Bagikan:

Makanan Basi dan Ulat di Menu MBG SMK 4 Yogyakarta

Temuan itu membuat siswa yang bersangkutan trauma mengonsumsi kembali menu Makan Bergizi di sekolah.

NUSANTARA

Rabu, 07 Mei 2025 13:15 WIB

Author

Ken Fitriani

Makanan Basi dan Ulat di Menu MBG SMK 4 Yogyakarta

Temuan ulat dalam program Makan Bergizi di SMK 4 Yogyakarta. Foto: SMK 4 Yogyakarta

KBR, Yogyakarta- Makanan basi, ulat, dan buah busuk ditemukan dalam menu program Makan Bergizi di SMK 4 Yogyakarta belum lama ini. Temuan itu membuat siswa yang bersangkutan trauma mengonsumsi kembali menu Makan Bergizi di sekolah.

Kasus ini direspons Dinas Pendidikan Pemuda dan Olahraga (Disdikpora) Daerah Istimewa Yogyakarta (DIY). Kepala Disdikpora DIY, Suhirman telah mengundang kepala SMK 4 Yogyakarta untuk dipertemukan dengan Satuan Pelayanan Pemenuhan Gizi (SPPG) terkait keluhan tersebut.

"Tadi, kami temukan dengan SPPG supaya nanti hal-hal yang kurang dilengkapi bersama supaya MBG di SMK 4 Yogyakarta itu berjalan dengan baik," katanya saat dihubungi melalui sambungan telepon, Selasa, (6/5/2025).

Suhirman membenarkan soal adanya makanan basi, ulat, dan buah busuk di menu Makan Bergizi di SMK 4 Yogyakarta. Namun, ia berdalih, kejadiannya bukan baru-baru ini. Menurutnya, dari ribuan porsi makanan yang disediakan, temuan ulat dan makanan basi hanya terjadi satu kali.

"Ulatnya itu sudah yang lama kok itu, bukan yang kemarin, kok. Relatif kecil-kecillah hambatannya, disikapi enggak masalah," ujarnya.

Antisipasi

Suhirman mengungkapkan, untuk mengantisipasi berulangnya kejadian serupa, Pemda Yogyakarta akan mengevaluasi dan mengawasi salah satu program andalan Presiden Prabowo tersebut.

"Kami bertugas menjembatani komunikasi antara sekolah dan SPPG, serta mendorong evaluasi bersama jika ada laporan kekurangan dari lapangan," ungkapnya.

"Kalau ada beberapa hal yang sekiranya kurang maksimal, itu bisa dimaksimalkan dalam pelayanan Makan Bergizi Gratis ini," jelas Suhirman.

• **Soal Latihan 1**: Sajikan baris-baris data sebagai tabel Markdown berkolom No. dan Isi, dari baris pertama data hingga baris yang memuat "[[171, 133]]". Lewati baris kosong dan jangan sertakan gambar.

• **Data anotasi lokasi objek**:

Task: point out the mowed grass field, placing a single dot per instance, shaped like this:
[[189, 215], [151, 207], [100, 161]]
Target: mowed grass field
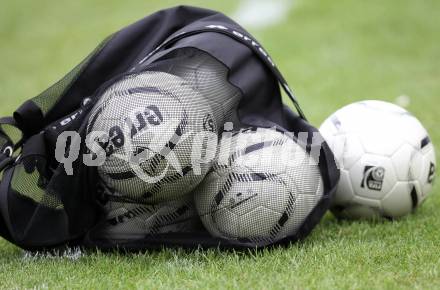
[[333, 53]]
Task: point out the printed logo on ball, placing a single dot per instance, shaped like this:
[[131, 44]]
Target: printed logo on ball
[[431, 175], [373, 177]]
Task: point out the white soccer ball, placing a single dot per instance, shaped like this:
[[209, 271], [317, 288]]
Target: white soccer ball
[[262, 191], [151, 124], [386, 158]]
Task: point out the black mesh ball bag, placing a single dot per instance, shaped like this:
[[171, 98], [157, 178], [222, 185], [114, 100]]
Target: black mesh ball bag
[[171, 133]]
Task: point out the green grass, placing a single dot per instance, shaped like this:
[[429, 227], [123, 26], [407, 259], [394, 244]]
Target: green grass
[[333, 53]]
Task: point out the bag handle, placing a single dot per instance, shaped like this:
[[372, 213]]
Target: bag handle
[[245, 39]]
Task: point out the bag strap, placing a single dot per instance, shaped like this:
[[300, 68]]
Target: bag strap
[[245, 39]]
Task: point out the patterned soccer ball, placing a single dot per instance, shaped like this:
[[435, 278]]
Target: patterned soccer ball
[[386, 158], [262, 191]]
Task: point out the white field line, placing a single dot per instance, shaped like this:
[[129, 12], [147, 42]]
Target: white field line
[[258, 14], [404, 101]]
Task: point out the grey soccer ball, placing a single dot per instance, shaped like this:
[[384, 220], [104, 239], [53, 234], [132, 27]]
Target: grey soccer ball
[[152, 124], [262, 192], [130, 221]]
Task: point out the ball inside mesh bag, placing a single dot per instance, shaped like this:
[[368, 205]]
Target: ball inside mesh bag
[[262, 192], [131, 221], [154, 129]]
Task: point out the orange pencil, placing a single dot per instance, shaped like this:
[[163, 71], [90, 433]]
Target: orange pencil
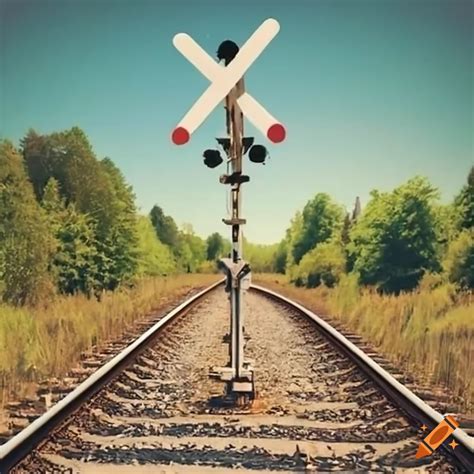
[[437, 436]]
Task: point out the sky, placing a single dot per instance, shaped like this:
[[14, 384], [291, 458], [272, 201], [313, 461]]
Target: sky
[[371, 93]]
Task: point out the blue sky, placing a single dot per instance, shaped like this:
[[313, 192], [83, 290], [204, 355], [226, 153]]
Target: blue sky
[[371, 93]]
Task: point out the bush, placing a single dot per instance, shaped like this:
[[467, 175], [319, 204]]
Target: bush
[[459, 261], [323, 265]]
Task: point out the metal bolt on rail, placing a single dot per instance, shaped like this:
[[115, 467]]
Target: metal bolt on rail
[[228, 83]]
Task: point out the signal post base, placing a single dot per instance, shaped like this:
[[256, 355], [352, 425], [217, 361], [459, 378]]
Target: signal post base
[[240, 388]]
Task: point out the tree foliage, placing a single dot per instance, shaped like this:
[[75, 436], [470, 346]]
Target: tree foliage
[[464, 202], [321, 217], [215, 247], [155, 258], [322, 265], [459, 261], [25, 241], [394, 240]]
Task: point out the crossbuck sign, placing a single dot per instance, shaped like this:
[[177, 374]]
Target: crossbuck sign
[[223, 79]]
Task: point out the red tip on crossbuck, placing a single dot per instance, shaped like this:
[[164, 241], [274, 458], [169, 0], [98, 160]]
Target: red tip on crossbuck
[[180, 136], [276, 133]]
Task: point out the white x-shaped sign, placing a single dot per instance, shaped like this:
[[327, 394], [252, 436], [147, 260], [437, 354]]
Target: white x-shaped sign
[[223, 79]]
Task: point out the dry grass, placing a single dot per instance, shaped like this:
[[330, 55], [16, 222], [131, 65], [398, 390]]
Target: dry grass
[[429, 333], [46, 342]]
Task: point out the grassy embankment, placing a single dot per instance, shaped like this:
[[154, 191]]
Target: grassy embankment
[[37, 343], [428, 333]]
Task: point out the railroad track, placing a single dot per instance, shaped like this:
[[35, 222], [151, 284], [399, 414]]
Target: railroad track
[[322, 404]]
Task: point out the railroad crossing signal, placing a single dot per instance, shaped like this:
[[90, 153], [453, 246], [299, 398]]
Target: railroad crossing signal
[[223, 79], [228, 82]]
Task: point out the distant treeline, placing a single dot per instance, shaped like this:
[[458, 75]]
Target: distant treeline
[[69, 224], [397, 239]]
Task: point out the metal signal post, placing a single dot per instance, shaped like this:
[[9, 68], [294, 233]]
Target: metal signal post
[[239, 373], [228, 83]]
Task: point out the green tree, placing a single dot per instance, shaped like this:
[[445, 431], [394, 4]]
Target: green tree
[[192, 249], [121, 240], [26, 244], [394, 240], [260, 256], [321, 218], [155, 258], [215, 246], [280, 257], [325, 264], [465, 203], [74, 263], [97, 190], [459, 261], [165, 227]]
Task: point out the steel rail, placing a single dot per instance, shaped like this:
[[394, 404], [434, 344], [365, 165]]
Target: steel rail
[[15, 449], [414, 406]]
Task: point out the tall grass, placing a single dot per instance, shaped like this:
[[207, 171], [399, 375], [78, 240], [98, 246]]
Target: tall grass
[[47, 341], [429, 332]]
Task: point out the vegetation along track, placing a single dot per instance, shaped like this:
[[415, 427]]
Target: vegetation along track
[[320, 404]]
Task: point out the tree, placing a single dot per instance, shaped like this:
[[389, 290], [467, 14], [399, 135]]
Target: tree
[[73, 265], [321, 218], [192, 249], [280, 257], [394, 241], [97, 190], [215, 246], [26, 244], [155, 258], [260, 256], [165, 227], [459, 261], [323, 265], [122, 236], [464, 202]]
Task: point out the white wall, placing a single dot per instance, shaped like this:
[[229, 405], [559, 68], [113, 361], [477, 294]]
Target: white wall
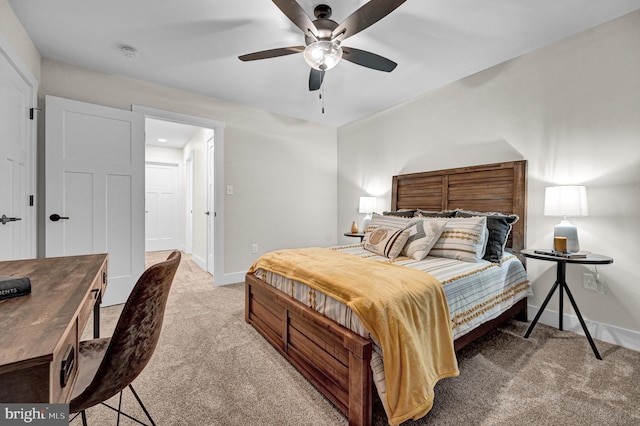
[[283, 170], [197, 147], [11, 29], [573, 111]]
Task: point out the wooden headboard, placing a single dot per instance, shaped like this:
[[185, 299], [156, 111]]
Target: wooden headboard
[[499, 187]]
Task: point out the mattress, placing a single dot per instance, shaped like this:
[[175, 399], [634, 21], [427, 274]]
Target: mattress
[[476, 292]]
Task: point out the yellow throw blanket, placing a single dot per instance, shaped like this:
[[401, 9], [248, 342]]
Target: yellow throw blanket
[[404, 309]]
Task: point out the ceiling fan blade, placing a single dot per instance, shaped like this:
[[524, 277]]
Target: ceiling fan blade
[[298, 16], [271, 53], [315, 79], [370, 13], [368, 59]]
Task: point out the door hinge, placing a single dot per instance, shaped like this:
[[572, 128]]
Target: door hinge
[[31, 110]]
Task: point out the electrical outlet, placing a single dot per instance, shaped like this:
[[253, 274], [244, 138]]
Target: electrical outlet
[[589, 281]]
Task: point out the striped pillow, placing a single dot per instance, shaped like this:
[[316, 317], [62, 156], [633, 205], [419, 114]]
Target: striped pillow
[[396, 222], [462, 239]]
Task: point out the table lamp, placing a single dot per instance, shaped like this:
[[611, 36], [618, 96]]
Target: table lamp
[[367, 205], [566, 201]]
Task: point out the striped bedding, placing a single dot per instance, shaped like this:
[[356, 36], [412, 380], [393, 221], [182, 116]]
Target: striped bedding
[[476, 293]]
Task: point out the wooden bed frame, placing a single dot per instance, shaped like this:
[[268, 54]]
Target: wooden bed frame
[[337, 360]]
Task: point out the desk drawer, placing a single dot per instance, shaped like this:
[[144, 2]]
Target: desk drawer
[[64, 367], [93, 297]]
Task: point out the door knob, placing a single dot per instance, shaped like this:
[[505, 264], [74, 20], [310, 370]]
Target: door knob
[[4, 219]]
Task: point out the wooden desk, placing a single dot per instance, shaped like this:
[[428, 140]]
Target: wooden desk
[[40, 332]]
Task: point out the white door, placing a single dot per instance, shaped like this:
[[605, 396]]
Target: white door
[[94, 195], [17, 216], [189, 213], [211, 210], [162, 202]]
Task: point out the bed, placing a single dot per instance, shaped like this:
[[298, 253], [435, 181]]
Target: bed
[[338, 359]]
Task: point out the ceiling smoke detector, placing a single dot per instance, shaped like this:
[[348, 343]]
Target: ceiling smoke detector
[[129, 52]]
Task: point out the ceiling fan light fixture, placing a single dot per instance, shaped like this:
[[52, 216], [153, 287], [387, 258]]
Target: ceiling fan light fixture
[[323, 55]]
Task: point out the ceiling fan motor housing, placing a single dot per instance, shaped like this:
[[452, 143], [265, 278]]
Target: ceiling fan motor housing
[[322, 11], [325, 27]]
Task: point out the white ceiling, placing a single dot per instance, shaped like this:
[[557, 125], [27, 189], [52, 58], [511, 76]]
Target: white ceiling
[[194, 45]]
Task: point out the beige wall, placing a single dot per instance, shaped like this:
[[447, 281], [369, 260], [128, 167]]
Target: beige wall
[[571, 109]]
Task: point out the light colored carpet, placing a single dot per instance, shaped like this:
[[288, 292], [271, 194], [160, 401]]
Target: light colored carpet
[[212, 368]]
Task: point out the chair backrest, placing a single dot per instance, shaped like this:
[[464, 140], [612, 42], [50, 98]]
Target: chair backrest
[[135, 337]]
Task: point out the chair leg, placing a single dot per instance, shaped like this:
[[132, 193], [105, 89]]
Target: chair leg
[[141, 405], [120, 412], [119, 408]]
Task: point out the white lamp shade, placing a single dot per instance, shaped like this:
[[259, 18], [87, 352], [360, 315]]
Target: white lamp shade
[[367, 205], [565, 201]]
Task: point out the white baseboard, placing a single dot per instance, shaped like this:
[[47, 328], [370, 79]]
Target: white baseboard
[[607, 333], [237, 277], [199, 261]]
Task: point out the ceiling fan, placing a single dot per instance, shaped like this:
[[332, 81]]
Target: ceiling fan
[[323, 38]]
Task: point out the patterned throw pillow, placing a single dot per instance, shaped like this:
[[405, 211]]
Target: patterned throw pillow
[[386, 241], [462, 239], [423, 234], [385, 235]]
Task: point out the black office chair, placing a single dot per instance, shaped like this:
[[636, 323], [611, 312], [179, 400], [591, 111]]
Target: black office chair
[[107, 366]]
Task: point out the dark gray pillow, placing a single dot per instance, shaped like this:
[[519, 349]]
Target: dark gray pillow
[[402, 213], [499, 226]]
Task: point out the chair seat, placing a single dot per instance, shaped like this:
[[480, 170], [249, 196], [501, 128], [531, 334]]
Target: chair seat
[[90, 355]]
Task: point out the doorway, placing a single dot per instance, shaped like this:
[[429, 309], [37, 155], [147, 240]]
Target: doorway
[[199, 163]]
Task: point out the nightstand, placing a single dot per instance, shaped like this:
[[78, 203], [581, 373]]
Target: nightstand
[[561, 285], [351, 234]]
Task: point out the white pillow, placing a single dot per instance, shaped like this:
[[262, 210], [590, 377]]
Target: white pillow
[[423, 234], [462, 239]]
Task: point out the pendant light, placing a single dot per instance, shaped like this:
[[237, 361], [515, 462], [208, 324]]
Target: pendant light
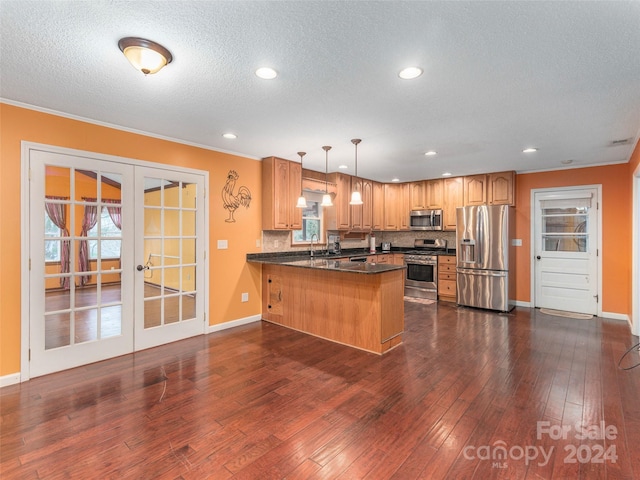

• **Soal Latihan 2**: Sebutkan semua hal yang ditemukan dalam menu Makan Bergizi di SMK 4 Yogyakarta menurut berita tersebut.

• **Jawaban Tertulis 1**:
| No. | Isi |
|---|---|
| 1 | Task: point out the mowed grass field, placing a single dot per instance, shaped like this: |
| 2 | [[189, 215], [151, 207], [100, 161]] |
| 3 | Target: mowed grass field |
| 4 | [[333, 53]] |
| 5 | Task: point out the printed logo on ball, placing a single dot per instance, shaped like this: |
| 6 | [[131, 44]] |
| 7 | Target: printed logo on ball |
| 8 | [[431, 175], [373, 177]] |
| 9 | Task: point out the white soccer ball, placing a single dot per instance, shaped like this: |
| 10 | [[209, 271], [317, 288]] |
| 11 | Target: white soccer ball |
| 12 | [[262, 191], [151, 124], [386, 158]] |
| 13 | Task: point out the black mesh ball bag, placing a single dot per instance, shaped like this: |
| 14 | [[171, 98], [157, 178], [222, 185], [114, 100]] |
| 15 | Target: black mesh ball bag |
| 16 | [[171, 133]] |

• **Jawaban Tertulis 2**: Makanan basi, ulat, dan buah busuk.